▶ Aim of the exercise: Shift every box coordinate in the answers by adding 42 to each number, and rewrite the part of the records that runs from their start through the line containing "215,110,234,141", keeping all other lines as they are. Give only those lines.

───

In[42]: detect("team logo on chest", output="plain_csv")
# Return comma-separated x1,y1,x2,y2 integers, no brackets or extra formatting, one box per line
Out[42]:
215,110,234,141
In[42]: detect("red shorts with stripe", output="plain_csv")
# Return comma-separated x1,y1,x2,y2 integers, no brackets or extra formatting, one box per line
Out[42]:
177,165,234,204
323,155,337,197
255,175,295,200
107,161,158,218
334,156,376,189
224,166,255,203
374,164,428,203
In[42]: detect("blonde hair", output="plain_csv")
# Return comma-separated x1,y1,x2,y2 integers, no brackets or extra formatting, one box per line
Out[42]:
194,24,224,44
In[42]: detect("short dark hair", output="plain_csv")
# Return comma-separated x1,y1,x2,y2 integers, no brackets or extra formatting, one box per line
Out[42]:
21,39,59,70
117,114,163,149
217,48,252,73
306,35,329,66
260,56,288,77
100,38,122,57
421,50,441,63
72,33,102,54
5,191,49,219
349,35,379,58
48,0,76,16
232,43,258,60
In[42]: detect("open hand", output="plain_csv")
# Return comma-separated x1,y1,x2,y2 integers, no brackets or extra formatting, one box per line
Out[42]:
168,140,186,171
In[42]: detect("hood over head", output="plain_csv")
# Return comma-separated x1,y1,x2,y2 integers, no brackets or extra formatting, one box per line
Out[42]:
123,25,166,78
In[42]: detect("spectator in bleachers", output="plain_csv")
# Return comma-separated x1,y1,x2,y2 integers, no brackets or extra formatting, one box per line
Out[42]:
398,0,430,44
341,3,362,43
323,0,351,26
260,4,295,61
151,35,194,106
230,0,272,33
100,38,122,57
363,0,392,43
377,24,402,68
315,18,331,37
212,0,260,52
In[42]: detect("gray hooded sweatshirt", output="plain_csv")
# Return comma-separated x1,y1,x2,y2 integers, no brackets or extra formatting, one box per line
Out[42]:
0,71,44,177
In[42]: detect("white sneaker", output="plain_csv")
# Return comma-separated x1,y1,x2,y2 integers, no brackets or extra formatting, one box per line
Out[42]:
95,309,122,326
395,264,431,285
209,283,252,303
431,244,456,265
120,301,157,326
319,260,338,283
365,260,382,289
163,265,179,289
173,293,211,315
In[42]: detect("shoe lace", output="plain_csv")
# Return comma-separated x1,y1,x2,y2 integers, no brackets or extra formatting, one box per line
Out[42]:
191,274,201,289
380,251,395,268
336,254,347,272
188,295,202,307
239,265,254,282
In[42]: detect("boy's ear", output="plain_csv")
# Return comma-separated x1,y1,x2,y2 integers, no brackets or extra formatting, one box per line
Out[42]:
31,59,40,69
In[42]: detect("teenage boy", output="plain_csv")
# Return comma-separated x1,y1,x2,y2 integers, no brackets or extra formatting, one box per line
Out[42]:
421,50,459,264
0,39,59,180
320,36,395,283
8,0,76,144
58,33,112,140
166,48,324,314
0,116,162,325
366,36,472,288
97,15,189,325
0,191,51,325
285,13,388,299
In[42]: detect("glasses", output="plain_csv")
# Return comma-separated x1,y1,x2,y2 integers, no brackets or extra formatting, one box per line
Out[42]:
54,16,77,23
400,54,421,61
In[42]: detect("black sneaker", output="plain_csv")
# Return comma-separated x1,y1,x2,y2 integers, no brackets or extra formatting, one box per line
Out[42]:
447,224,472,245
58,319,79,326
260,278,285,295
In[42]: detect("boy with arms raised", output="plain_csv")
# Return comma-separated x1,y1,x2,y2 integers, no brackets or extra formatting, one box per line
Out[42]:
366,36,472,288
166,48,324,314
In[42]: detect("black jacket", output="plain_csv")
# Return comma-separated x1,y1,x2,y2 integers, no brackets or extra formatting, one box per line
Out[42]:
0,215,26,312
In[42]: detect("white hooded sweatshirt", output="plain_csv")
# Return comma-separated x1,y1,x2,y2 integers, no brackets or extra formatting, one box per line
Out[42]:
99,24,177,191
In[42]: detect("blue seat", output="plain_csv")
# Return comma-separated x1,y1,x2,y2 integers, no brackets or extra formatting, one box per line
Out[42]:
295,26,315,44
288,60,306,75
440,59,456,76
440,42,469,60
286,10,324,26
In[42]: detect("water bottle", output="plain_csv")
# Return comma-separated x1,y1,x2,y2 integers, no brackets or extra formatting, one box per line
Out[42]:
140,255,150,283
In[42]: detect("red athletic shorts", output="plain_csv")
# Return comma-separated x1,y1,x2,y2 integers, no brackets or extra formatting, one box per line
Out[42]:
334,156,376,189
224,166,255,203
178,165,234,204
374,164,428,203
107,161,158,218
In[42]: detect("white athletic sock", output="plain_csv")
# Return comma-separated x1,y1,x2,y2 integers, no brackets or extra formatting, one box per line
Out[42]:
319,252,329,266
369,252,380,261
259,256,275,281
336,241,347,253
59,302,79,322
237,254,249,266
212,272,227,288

───

▶ The reply:
In[42]: detect("team logo on chest", output="plain_csv")
# Return comma-separated x1,y1,x2,y2 integers, no brackets or extra formatting, one box per line
Out[42]:
257,152,276,183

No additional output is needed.